- **Work to complete**:
Restate the full set of records exactly, without adding or dropping a word.

- **Listed entries**:
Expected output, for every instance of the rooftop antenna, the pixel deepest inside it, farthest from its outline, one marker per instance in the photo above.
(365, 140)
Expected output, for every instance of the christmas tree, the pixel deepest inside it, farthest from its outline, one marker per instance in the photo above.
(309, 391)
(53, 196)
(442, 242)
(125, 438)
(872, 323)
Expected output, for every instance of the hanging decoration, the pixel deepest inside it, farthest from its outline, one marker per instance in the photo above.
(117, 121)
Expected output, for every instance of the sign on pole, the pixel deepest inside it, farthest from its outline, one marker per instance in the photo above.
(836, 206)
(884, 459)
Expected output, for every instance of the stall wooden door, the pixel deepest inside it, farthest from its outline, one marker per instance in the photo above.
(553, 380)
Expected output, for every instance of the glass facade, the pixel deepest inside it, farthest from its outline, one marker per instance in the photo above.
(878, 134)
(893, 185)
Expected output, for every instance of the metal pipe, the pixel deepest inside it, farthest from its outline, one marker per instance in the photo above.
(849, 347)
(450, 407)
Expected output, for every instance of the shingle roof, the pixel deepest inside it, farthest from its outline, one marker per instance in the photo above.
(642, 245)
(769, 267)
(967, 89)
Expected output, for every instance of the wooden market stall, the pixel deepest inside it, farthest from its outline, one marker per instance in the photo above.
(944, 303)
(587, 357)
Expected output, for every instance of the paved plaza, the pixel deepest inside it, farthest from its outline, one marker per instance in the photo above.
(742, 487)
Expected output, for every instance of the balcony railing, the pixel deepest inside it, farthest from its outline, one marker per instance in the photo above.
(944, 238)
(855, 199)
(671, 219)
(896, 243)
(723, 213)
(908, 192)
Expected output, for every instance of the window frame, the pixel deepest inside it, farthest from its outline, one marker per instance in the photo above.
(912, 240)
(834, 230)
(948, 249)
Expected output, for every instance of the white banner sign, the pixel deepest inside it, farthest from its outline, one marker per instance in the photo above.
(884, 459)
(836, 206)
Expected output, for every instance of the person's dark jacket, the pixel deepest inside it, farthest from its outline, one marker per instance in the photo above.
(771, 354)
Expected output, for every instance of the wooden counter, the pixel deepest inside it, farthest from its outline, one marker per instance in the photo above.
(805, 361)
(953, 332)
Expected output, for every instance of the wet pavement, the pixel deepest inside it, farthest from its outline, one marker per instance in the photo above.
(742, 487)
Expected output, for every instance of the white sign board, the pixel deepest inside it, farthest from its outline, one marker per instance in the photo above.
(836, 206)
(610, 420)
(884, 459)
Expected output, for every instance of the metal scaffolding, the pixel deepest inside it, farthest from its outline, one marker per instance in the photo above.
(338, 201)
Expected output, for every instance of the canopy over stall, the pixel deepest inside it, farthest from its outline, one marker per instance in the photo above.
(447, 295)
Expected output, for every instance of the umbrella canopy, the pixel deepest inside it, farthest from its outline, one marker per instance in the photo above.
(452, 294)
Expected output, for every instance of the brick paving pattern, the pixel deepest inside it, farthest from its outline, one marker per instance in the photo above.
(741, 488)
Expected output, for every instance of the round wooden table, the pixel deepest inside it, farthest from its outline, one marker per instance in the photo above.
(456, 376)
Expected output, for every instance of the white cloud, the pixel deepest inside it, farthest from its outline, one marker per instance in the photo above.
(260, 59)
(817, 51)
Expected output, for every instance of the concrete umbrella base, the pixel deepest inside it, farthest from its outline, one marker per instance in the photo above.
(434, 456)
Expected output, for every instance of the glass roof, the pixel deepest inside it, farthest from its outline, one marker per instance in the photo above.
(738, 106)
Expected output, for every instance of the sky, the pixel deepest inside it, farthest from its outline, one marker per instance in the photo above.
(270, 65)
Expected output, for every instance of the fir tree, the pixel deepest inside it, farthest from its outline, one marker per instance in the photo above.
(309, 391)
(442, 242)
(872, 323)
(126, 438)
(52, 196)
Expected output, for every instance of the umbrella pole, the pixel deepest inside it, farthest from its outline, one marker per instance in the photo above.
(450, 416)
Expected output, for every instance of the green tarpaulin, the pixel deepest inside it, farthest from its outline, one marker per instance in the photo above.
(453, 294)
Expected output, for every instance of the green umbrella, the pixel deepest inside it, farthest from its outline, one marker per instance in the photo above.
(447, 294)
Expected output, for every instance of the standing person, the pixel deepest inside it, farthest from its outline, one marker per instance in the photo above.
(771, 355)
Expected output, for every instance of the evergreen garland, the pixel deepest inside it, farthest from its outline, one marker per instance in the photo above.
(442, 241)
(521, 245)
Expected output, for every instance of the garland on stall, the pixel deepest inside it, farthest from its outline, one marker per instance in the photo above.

- **Output for this exercise**:
Expected output, for every instance of the rooftop antenna, the pixel deepest inside it, farthest from its outline, one marker per instance in the photo above.
(365, 140)
Expected output, for every instance of the christmas tree, the pixel deepest inside it, farthest from its outline, one marker per instance in the photo above.
(309, 391)
(53, 196)
(442, 242)
(125, 438)
(872, 323)
Expected output, for every instance of the hanging decoration, the pixel deepest inside it, farthest from its outline, one marker per instance in the photo above.
(117, 121)
Expected output, for every instance of the sign on pole, the pixel deepest inside it, farthest from its outline, one marker per instance in the photo above.
(836, 206)
(884, 459)
Expected output, for every instance of the stall wooden door, the pixel deepest inside it, farthest from its outline, one marker per instance in the photo above.
(553, 380)
Expected output, for every instance of the glass facade, the pixel deepest inside it, farthest from its outline, one marker per instance in the photo above.
(878, 134)
(893, 185)
Expected output, for every instance of the metal pipe, the pixel deepest inside it, farthest from its outline, one marker per instance in the photo above.
(849, 347)
(450, 407)
Expected output, for every instance of the shingle roof, the pixel deepest inside it, farthest from its outline, one marker per instance in the photo above.
(642, 245)
(769, 267)
(967, 89)
Expected output, for every instance of the wooden market stall, the pixel deepest inside it, farthest from its outline, one marker per instance in the photo above.
(944, 303)
(587, 357)
Expected output, for every instance of the paved plaza, the pixel deepest inside it, farthest from its outline, one marker per instance in the photo above.
(742, 487)
Expected output, for every instance of the balcony railing, the pixel deepest inside it, farthest from its outline, one marker per instance in the photo above.
(944, 238)
(855, 199)
(671, 219)
(896, 243)
(723, 213)
(908, 192)
Expected output, for every instance of the window frame, the pixel deepest inside it, farthest from its outline, one marker per instance in the photo above.
(912, 240)
(834, 230)
(948, 249)
Expected output, for every instance of the white banner sign, the pixel deepest inside it, farthest from its outline, one marker per instance in the photo above.
(884, 459)
(836, 206)
Expected output, for every instance of the person's dark jacket, the pixel deepest inside it, farthest from its outline, one marker per instance in the photo above.
(771, 354)
Expected output, for every instance of the wooden counter, the pixel deepest inside it, farthest from its outline, one marker per instance in the photo above.
(805, 361)
(953, 332)
Expected output, for every instance of the wet pavement, the pixel deepest inside it, farthest from its outline, one marker per instance in the photo above.
(742, 487)
Expected output, for every instance of the white sign board, the pixel deepest inside it, farthest from its outline, one marker per instance in the photo above.
(836, 206)
(610, 420)
(884, 459)
Expected output, for every instance of the metal scaffolding, the pixel deepest inside it, farthest from its outline, one marker per instance in the photo above.
(338, 201)
Expected output, for every instance of the canopy over stall, the pixel deepest inside it, farthest from its outline, one marker per instance in the photo above.
(447, 295)
Expected output, for every instance of the umbrella canopy, the pixel deepest inside it, farthest from its outline, one marker per instance in the photo above.
(452, 294)
Expected output, for every instance of the brick paving pattern, the pixel deepest inside it, farthest from its outline, one marker per instance in the photo above.
(741, 488)
Expected output, for every instance of the round wooden table, the pixel deepest inside it, farthest from its outline, one marker per instance in the photo above.
(456, 376)
Expected output, for every instance of the white cloud, the pixel deepest inside it, farthest from its outline, one marker per instance in the photo above.
(260, 59)
(817, 51)
Expected output, for every instance of the concrete umbrella base, the pixel deepest inside it, farthest from its outline, one marker per instance in the photo above.
(434, 456)
Expected output, for every instance of the glass roof, the pixel deepest inside it, farthest from its outline, one marker per instance in the photo above.
(738, 106)
Expected output, for every instance of the sky, the pixel deepest inside it, farthest from its outline, one marker per instance in the photo above.
(270, 65)
Expected output, for every instance of the fir tree, the pixel deepest inside it, farthest from its outline, one marker per instance in the photo above.
(309, 391)
(442, 242)
(872, 323)
(126, 438)
(52, 196)
Expected output, for every instance of the umbrella pole, the pixel deepest inside it, farthest from its outline, one marker per instance in the photo above.
(450, 416)
Expected output, for every instance of the green tarpaulin, the pixel deepest inside it, farthest from its outline, one marker per instance in the photo above.
(453, 294)
Expected output, for every instance of the green umbrella, the pixel deepest inside it, farthest from its outline, one marker per instance in the photo above.
(447, 294)
Expected output, for every instance of the standing person, the pixel deepest inside it, farthest from its outline, one marker per instance in the photo above.
(771, 355)
Expected output, for every instance of the evergreen garland, the pixel deepest inside it, farthest from its outline, one marker per instance in the photo above.
(442, 241)
(521, 245)
Expected output, for every instance of the garland on stall, the pixel deepest inside it, farthest from its outline, one marker per instance in the photo above.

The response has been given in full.